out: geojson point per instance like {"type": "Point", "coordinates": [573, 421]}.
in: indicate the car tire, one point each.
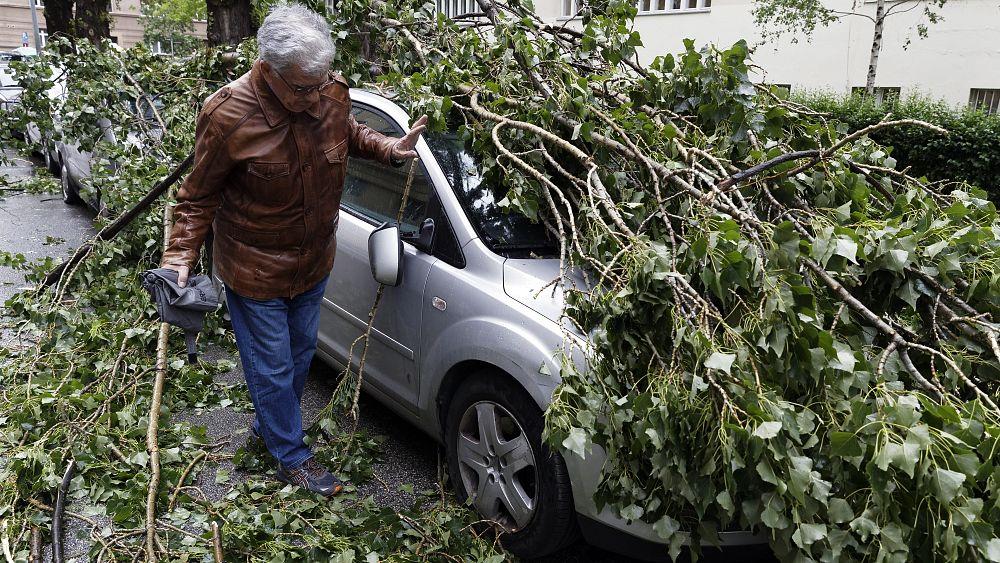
{"type": "Point", "coordinates": [70, 195]}
{"type": "Point", "coordinates": [517, 418]}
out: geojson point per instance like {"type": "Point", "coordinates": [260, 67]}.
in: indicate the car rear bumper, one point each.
{"type": "Point", "coordinates": [606, 529]}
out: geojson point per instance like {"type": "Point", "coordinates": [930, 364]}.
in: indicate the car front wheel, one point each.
{"type": "Point", "coordinates": [498, 464]}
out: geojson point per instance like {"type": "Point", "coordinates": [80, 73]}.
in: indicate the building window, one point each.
{"type": "Point", "coordinates": [881, 95]}
{"type": "Point", "coordinates": [456, 8]}
{"type": "Point", "coordinates": [570, 8]}
{"type": "Point", "coordinates": [986, 99]}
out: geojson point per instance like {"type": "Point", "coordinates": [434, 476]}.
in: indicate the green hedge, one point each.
{"type": "Point", "coordinates": [971, 152]}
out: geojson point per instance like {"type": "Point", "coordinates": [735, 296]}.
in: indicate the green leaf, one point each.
{"type": "Point", "coordinates": [767, 430]}
{"type": "Point", "coordinates": [992, 550]}
{"type": "Point", "coordinates": [577, 441]}
{"type": "Point", "coordinates": [840, 511]}
{"type": "Point", "coordinates": [666, 527]}
{"type": "Point", "coordinates": [845, 444]}
{"type": "Point", "coordinates": [720, 361]}
{"type": "Point", "coordinates": [947, 484]}
{"type": "Point", "coordinates": [808, 534]}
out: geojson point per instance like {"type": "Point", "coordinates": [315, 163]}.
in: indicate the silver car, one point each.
{"type": "Point", "coordinates": [467, 344]}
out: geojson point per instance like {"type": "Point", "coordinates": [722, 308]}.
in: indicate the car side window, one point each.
{"type": "Point", "coordinates": [375, 191]}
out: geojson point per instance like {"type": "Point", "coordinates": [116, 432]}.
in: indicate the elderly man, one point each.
{"type": "Point", "coordinates": [270, 157]}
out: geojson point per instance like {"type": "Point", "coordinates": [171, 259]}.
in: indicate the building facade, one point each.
{"type": "Point", "coordinates": [958, 62]}
{"type": "Point", "coordinates": [126, 24]}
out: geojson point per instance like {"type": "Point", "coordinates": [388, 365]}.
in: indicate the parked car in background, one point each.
{"type": "Point", "coordinates": [467, 344]}
{"type": "Point", "coordinates": [44, 142]}
{"type": "Point", "coordinates": [75, 165]}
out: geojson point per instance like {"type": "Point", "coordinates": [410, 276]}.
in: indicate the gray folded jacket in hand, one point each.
{"type": "Point", "coordinates": [183, 307]}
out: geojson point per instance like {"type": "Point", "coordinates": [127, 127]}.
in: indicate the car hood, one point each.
{"type": "Point", "coordinates": [533, 283]}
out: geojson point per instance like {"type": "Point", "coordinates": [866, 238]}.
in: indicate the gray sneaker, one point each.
{"type": "Point", "coordinates": [312, 476]}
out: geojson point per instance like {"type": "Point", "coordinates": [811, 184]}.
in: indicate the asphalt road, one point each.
{"type": "Point", "coordinates": [42, 225]}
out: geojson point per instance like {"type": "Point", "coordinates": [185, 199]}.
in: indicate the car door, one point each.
{"type": "Point", "coordinates": [372, 196]}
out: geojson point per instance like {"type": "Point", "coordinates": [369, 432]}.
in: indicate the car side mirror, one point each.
{"type": "Point", "coordinates": [385, 255]}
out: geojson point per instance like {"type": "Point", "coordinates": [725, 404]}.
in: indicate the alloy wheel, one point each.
{"type": "Point", "coordinates": [497, 465]}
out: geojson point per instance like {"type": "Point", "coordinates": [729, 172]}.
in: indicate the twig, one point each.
{"type": "Point", "coordinates": [216, 542]}
{"type": "Point", "coordinates": [180, 482]}
{"type": "Point", "coordinates": [57, 514]}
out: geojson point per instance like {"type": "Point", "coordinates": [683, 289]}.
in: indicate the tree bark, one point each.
{"type": "Point", "coordinates": [876, 47]}
{"type": "Point", "coordinates": [93, 20]}
{"type": "Point", "coordinates": [229, 21]}
{"type": "Point", "coordinates": [59, 18]}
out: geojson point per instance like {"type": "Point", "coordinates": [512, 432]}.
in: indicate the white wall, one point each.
{"type": "Point", "coordinates": [961, 52]}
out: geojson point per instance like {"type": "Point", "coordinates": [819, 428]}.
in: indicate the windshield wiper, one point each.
{"type": "Point", "coordinates": [506, 246]}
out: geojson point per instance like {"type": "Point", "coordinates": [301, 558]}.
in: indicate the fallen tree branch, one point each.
{"type": "Point", "coordinates": [58, 551]}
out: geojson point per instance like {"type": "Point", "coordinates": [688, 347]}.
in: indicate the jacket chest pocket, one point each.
{"type": "Point", "coordinates": [270, 181]}
{"type": "Point", "coordinates": [335, 170]}
{"type": "Point", "coordinates": [336, 154]}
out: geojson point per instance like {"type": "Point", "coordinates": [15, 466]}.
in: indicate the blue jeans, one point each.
{"type": "Point", "coordinates": [276, 339]}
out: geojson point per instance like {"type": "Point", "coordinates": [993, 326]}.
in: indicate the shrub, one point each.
{"type": "Point", "coordinates": [971, 152]}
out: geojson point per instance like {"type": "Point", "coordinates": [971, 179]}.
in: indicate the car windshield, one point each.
{"type": "Point", "coordinates": [503, 230]}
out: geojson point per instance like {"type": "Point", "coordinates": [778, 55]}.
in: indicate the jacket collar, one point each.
{"type": "Point", "coordinates": [270, 104]}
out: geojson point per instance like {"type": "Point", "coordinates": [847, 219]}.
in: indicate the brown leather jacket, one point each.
{"type": "Point", "coordinates": [269, 182]}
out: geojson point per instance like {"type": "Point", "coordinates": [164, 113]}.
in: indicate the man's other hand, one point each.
{"type": "Point", "coordinates": [403, 148]}
{"type": "Point", "coordinates": [182, 273]}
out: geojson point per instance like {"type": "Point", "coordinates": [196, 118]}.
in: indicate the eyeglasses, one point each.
{"type": "Point", "coordinates": [300, 90]}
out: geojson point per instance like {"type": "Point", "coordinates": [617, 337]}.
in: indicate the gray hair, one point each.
{"type": "Point", "coordinates": [295, 35]}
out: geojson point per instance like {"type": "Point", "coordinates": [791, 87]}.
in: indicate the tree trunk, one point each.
{"type": "Point", "coordinates": [93, 21]}
{"type": "Point", "coordinates": [876, 47]}
{"type": "Point", "coordinates": [229, 21]}
{"type": "Point", "coordinates": [59, 18]}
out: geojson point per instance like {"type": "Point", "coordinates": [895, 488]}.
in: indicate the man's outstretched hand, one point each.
{"type": "Point", "coordinates": [182, 273]}
{"type": "Point", "coordinates": [403, 148]}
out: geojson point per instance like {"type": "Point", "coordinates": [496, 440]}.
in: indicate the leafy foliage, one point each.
{"type": "Point", "coordinates": [172, 20]}
{"type": "Point", "coordinates": [801, 18]}
{"type": "Point", "coordinates": [969, 153]}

......

_Written instruction_
Leave out the pictures and copy the rest of the material above exactly.

_Answer to the task_
out: geojson point per instance like {"type": "Point", "coordinates": [573, 421]}.
in: indicate the car tire, one point each.
{"type": "Point", "coordinates": [70, 195]}
{"type": "Point", "coordinates": [517, 418]}
out: geojson point per instance like {"type": "Point", "coordinates": [260, 67]}.
in: indicate the car rear bumper, one point each.
{"type": "Point", "coordinates": [606, 529]}
out: geojson point per instance like {"type": "Point", "coordinates": [930, 364]}.
in: indicate the car front wheel, one point each.
{"type": "Point", "coordinates": [498, 464]}
out: geojson point per instance like {"type": "Point", "coordinates": [80, 73]}.
in: indicate the building window, one point each.
{"type": "Point", "coordinates": [881, 95]}
{"type": "Point", "coordinates": [456, 8]}
{"type": "Point", "coordinates": [570, 8]}
{"type": "Point", "coordinates": [986, 99]}
out: geojson point per instance like {"type": "Point", "coordinates": [434, 476]}.
in: indicate the green hedge, one point each.
{"type": "Point", "coordinates": [971, 152]}
out: geojson point per instance like {"type": "Point", "coordinates": [735, 296]}.
in: indicate the green leaf, one point each.
{"type": "Point", "coordinates": [767, 430]}
{"type": "Point", "coordinates": [992, 550]}
{"type": "Point", "coordinates": [577, 441]}
{"type": "Point", "coordinates": [840, 511]}
{"type": "Point", "coordinates": [666, 527]}
{"type": "Point", "coordinates": [845, 444]}
{"type": "Point", "coordinates": [720, 361]}
{"type": "Point", "coordinates": [947, 484]}
{"type": "Point", "coordinates": [808, 534]}
out: geojson point per instance like {"type": "Point", "coordinates": [315, 163]}.
in: indicate the silver car, one point each.
{"type": "Point", "coordinates": [467, 344]}
out: geojson point per instance like {"type": "Point", "coordinates": [722, 308]}.
in: indicate the car side window, one point each.
{"type": "Point", "coordinates": [375, 191]}
out: geojson point per instance like {"type": "Point", "coordinates": [116, 432]}.
in: indicate the elderly man, one point each.
{"type": "Point", "coordinates": [270, 157]}
out: geojson point per instance like {"type": "Point", "coordinates": [171, 259]}.
in: indicate the building facade, one point each.
{"type": "Point", "coordinates": [958, 62]}
{"type": "Point", "coordinates": [126, 24]}
out: geojson point per instance like {"type": "Point", "coordinates": [388, 365]}.
in: indicate the parked car in background, one point each.
{"type": "Point", "coordinates": [467, 344]}
{"type": "Point", "coordinates": [44, 142]}
{"type": "Point", "coordinates": [75, 165]}
out: geojson point per instance like {"type": "Point", "coordinates": [410, 276]}.
in: indicate the gray folded jacket in hand, one point each.
{"type": "Point", "coordinates": [183, 307]}
out: geojson point per instance like {"type": "Point", "coordinates": [127, 127]}.
in: indicate the car hood, one point each.
{"type": "Point", "coordinates": [533, 283]}
out: geojson point per instance like {"type": "Point", "coordinates": [866, 238]}.
in: indicate the gray sneaker, one point each.
{"type": "Point", "coordinates": [312, 476]}
out: geojson point per instance like {"type": "Point", "coordinates": [811, 184]}.
in: indicate the asphalt road, one point each.
{"type": "Point", "coordinates": [42, 225]}
out: geojson point per instance like {"type": "Point", "coordinates": [185, 199]}.
in: indicate the car door, one point each.
{"type": "Point", "coordinates": [372, 196]}
out: geojson point per instance like {"type": "Point", "coordinates": [369, 432]}.
in: indicate the car side mirror, one point each.
{"type": "Point", "coordinates": [385, 255]}
out: geojson point per instance like {"type": "Point", "coordinates": [725, 404]}.
in: indicate the alloy wheel, one point each.
{"type": "Point", "coordinates": [497, 465]}
out: geojson point per instance like {"type": "Point", "coordinates": [729, 172]}.
in: indicate the twig, one point each.
{"type": "Point", "coordinates": [216, 542]}
{"type": "Point", "coordinates": [180, 482]}
{"type": "Point", "coordinates": [57, 514]}
out: geojson point per instance like {"type": "Point", "coordinates": [683, 289]}.
in: indicate the tree bark, one point each.
{"type": "Point", "coordinates": [876, 47]}
{"type": "Point", "coordinates": [93, 20]}
{"type": "Point", "coordinates": [229, 21]}
{"type": "Point", "coordinates": [59, 18]}
out: geojson point per instance like {"type": "Point", "coordinates": [512, 432]}.
in: indicate the white wall, one point each.
{"type": "Point", "coordinates": [961, 52]}
out: geojson point per instance like {"type": "Point", "coordinates": [819, 428]}.
in: indicate the windshield wiper, one point each.
{"type": "Point", "coordinates": [506, 246]}
out: geojson point per instance like {"type": "Point", "coordinates": [301, 558]}.
in: indicate the fallen tree branch, one point each.
{"type": "Point", "coordinates": [58, 551]}
out: geojson point per instance like {"type": "Point", "coordinates": [688, 347]}.
in: indicate the jacket chest pocket, one point each.
{"type": "Point", "coordinates": [270, 181]}
{"type": "Point", "coordinates": [335, 170]}
{"type": "Point", "coordinates": [336, 154]}
out: geojson point per instance like {"type": "Point", "coordinates": [15, 466]}.
in: indicate the blue jeans, one point each.
{"type": "Point", "coordinates": [276, 339]}
out: geojson point per instance like {"type": "Point", "coordinates": [993, 326]}.
in: indicate the shrub, one point each.
{"type": "Point", "coordinates": [971, 152]}
out: geojson point per instance like {"type": "Point", "coordinates": [971, 179]}.
in: indicate the car windshield, one point each.
{"type": "Point", "coordinates": [503, 230]}
out: geojson point per instance like {"type": "Point", "coordinates": [778, 55]}.
in: indicate the jacket collar, one point each.
{"type": "Point", "coordinates": [270, 104]}
out: geojson point per instance like {"type": "Point", "coordinates": [847, 219]}.
in: indicate the brown leather jacket, one point each.
{"type": "Point", "coordinates": [269, 182]}
out: geojson point per instance like {"type": "Point", "coordinates": [164, 113]}.
in: indicate the man's other hand, one point each.
{"type": "Point", "coordinates": [403, 148]}
{"type": "Point", "coordinates": [182, 273]}
out: geojson point per instance like {"type": "Point", "coordinates": [196, 118]}.
in: indicate the eyeglasses, one point each.
{"type": "Point", "coordinates": [300, 90]}
out: geojson point per instance like {"type": "Point", "coordinates": [617, 337]}.
in: indicate the gray hair, one point each.
{"type": "Point", "coordinates": [295, 35]}
out: geojson point per instance like {"type": "Point", "coordinates": [791, 87]}.
in: indicate the tree trunk, one point each.
{"type": "Point", "coordinates": [93, 21]}
{"type": "Point", "coordinates": [876, 47]}
{"type": "Point", "coordinates": [229, 21]}
{"type": "Point", "coordinates": [59, 18]}
out: geojson point per instance like {"type": "Point", "coordinates": [895, 488]}.
in: indicate the man's outstretched hand, one point each.
{"type": "Point", "coordinates": [182, 273]}
{"type": "Point", "coordinates": [403, 148]}
out: geojson point per instance like {"type": "Point", "coordinates": [496, 440]}.
in: indicate the leafy foliage, one point each.
{"type": "Point", "coordinates": [172, 20]}
{"type": "Point", "coordinates": [801, 18]}
{"type": "Point", "coordinates": [969, 153]}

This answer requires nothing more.